▶ [GIVEN EXERCISE]: Reproduce, word for word, every line starting at the line that contains "Question. Identify every instance of the white" and ending with the final line of the entries.

>> START SUPPLIED MATERIAL

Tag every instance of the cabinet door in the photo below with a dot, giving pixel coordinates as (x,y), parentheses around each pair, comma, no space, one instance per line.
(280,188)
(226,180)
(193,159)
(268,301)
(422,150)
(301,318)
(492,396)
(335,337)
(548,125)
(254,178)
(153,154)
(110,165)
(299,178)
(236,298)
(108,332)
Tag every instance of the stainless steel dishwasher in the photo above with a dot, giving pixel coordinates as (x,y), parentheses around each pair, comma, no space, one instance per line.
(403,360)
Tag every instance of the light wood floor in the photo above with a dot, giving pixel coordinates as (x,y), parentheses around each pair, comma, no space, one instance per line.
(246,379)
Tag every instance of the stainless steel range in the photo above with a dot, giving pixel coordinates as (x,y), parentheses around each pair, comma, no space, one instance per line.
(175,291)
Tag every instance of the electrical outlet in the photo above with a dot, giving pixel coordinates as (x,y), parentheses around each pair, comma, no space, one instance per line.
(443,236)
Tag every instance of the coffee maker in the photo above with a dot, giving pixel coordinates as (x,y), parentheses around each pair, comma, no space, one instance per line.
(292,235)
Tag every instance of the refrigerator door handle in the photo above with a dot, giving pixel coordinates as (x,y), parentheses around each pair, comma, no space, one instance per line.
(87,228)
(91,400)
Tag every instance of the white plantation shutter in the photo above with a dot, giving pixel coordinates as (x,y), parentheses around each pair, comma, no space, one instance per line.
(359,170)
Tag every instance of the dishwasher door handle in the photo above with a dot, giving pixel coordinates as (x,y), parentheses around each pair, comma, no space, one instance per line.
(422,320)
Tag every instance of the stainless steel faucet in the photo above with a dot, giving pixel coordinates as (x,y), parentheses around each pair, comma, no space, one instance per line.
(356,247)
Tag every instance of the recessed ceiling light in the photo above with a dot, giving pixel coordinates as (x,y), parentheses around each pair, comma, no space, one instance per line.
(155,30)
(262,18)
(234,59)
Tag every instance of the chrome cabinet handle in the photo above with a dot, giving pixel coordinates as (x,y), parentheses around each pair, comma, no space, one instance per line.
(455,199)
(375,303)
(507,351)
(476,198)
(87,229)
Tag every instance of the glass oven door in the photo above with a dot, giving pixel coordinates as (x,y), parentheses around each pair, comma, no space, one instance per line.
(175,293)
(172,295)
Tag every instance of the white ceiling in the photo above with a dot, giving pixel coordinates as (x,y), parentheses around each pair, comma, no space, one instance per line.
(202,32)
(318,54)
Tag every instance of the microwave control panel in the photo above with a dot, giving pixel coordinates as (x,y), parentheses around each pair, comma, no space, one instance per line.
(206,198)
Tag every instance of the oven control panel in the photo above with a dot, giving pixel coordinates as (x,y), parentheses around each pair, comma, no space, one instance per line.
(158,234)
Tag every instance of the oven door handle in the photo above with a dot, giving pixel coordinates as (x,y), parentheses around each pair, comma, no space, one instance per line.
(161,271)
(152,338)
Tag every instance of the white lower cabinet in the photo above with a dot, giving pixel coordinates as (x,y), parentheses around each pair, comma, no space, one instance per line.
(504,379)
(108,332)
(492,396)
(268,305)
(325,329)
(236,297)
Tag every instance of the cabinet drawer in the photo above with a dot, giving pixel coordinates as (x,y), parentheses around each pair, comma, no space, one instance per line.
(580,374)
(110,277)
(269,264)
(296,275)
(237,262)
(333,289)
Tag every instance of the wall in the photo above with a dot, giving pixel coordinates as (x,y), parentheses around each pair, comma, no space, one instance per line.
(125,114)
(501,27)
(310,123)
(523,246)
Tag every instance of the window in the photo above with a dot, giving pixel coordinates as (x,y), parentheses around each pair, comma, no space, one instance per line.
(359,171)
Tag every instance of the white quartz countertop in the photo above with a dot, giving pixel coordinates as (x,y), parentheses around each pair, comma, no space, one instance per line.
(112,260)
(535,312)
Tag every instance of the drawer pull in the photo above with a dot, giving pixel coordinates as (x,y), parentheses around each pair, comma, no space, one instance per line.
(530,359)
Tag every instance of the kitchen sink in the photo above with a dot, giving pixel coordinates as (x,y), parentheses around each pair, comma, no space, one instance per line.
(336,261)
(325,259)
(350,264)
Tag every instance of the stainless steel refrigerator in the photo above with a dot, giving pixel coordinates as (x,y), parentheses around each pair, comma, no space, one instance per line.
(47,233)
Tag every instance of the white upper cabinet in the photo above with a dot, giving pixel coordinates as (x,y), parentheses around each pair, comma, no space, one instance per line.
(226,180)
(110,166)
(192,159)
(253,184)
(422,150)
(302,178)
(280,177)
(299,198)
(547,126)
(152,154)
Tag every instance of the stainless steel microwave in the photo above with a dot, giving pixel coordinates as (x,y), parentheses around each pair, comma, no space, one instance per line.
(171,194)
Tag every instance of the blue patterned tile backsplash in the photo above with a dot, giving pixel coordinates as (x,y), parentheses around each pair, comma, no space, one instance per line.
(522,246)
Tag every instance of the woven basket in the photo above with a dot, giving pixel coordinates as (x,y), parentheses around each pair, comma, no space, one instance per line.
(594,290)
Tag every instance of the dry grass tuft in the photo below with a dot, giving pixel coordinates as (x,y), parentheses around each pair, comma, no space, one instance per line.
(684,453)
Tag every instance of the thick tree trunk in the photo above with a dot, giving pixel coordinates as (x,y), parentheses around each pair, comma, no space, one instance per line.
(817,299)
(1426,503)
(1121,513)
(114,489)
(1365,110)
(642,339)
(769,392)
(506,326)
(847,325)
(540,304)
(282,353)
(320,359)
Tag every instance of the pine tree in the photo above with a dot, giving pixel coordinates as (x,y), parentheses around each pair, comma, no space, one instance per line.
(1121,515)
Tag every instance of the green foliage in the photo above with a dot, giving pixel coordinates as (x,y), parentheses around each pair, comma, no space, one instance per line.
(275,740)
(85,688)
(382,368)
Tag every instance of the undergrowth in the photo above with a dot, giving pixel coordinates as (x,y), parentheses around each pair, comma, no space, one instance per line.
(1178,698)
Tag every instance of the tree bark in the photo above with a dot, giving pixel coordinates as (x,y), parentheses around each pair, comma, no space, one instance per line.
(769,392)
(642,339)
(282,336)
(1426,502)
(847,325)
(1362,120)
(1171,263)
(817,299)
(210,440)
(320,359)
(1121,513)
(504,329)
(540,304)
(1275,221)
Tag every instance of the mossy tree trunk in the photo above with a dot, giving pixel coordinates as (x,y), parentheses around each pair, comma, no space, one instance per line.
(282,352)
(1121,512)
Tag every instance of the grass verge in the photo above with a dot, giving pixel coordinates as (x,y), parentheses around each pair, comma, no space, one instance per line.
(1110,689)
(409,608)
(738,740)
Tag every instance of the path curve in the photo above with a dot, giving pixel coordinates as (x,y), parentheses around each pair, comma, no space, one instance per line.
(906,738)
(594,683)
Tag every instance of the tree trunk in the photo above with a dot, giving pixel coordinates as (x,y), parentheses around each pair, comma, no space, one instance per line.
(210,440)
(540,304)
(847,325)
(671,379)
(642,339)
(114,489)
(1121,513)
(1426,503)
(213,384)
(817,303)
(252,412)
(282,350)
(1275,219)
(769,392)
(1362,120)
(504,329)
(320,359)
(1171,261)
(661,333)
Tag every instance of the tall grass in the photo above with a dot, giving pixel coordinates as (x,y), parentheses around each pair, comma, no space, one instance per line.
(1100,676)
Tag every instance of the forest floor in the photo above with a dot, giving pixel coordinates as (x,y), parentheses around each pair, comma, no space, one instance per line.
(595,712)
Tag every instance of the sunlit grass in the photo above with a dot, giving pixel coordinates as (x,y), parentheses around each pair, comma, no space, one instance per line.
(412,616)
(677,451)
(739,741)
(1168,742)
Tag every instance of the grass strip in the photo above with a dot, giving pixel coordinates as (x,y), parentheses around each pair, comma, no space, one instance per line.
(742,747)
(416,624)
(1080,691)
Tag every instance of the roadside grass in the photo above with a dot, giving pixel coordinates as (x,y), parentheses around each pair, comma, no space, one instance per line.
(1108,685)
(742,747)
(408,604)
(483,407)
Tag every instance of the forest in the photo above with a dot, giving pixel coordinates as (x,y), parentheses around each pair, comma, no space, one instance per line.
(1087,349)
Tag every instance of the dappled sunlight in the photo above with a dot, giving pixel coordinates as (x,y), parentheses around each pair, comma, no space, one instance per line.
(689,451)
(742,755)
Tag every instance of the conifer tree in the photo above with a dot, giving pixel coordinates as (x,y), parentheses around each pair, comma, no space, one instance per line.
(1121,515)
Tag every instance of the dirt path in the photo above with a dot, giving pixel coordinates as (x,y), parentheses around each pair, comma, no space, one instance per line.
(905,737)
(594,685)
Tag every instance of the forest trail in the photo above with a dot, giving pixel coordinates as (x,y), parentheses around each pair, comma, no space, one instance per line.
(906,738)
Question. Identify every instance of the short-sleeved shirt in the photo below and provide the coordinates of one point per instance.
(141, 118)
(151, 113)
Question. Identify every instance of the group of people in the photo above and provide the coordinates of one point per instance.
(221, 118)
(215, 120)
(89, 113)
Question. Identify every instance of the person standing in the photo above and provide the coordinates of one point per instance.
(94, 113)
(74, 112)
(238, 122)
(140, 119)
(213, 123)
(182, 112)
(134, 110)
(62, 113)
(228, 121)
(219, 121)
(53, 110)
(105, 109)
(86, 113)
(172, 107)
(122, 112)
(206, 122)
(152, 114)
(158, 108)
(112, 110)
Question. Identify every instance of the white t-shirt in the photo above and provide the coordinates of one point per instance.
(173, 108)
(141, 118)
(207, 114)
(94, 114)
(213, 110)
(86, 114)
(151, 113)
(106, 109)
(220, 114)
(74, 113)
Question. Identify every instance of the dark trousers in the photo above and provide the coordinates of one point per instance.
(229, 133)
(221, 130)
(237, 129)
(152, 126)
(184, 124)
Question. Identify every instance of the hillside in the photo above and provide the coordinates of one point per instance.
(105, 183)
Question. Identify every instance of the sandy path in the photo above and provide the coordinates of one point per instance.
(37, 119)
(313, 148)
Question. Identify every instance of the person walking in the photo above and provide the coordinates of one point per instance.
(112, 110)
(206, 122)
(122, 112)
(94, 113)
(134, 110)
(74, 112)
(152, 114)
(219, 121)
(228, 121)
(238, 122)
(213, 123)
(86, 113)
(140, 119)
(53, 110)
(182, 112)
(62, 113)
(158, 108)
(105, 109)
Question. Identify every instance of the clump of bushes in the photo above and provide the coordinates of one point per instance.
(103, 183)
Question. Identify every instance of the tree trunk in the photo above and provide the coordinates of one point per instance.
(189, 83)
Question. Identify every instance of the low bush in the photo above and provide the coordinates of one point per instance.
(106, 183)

>> END SUPPLIED MATERIAL

▶ [RESULT FOR THIS TASK]:
Question. Identify every instance of the white t-shirt in the photo above and provide the coordinates of one point per instance.
(173, 108)
(141, 118)
(207, 114)
(94, 114)
(213, 110)
(86, 114)
(151, 113)
(106, 109)
(220, 114)
(74, 113)
Question. Identify every instance of the dark trousers in the photo above and provide the coordinates of one point per instance.
(229, 133)
(221, 130)
(237, 129)
(152, 126)
(184, 124)
Question. Identify every instance of the hillside in the photo above and provide the coordinates of one point per instance.
(105, 183)
Question. Identify every instance of the sandy path in the photo above and provide the coordinates of one point per instance.
(37, 119)
(313, 148)
Question. Identify every instance of the person walking in the photo above and provide the coordinates of one point per instance.
(112, 110)
(206, 122)
(122, 112)
(94, 113)
(134, 110)
(74, 112)
(152, 114)
(219, 121)
(228, 121)
(238, 122)
(213, 123)
(86, 113)
(140, 119)
(53, 110)
(182, 112)
(62, 113)
(158, 108)
(105, 109)
Question. Identify every instance of the clump of bushes in the photo above and provide the coordinates of one point per instance.
(103, 183)
Question. Identify every instance of the tree trunk in the photo above and provide the coordinates of one point per instance.
(189, 83)
Question. Identify every instance of the low bush in the photo above and provide the coordinates of one point per instance.
(106, 183)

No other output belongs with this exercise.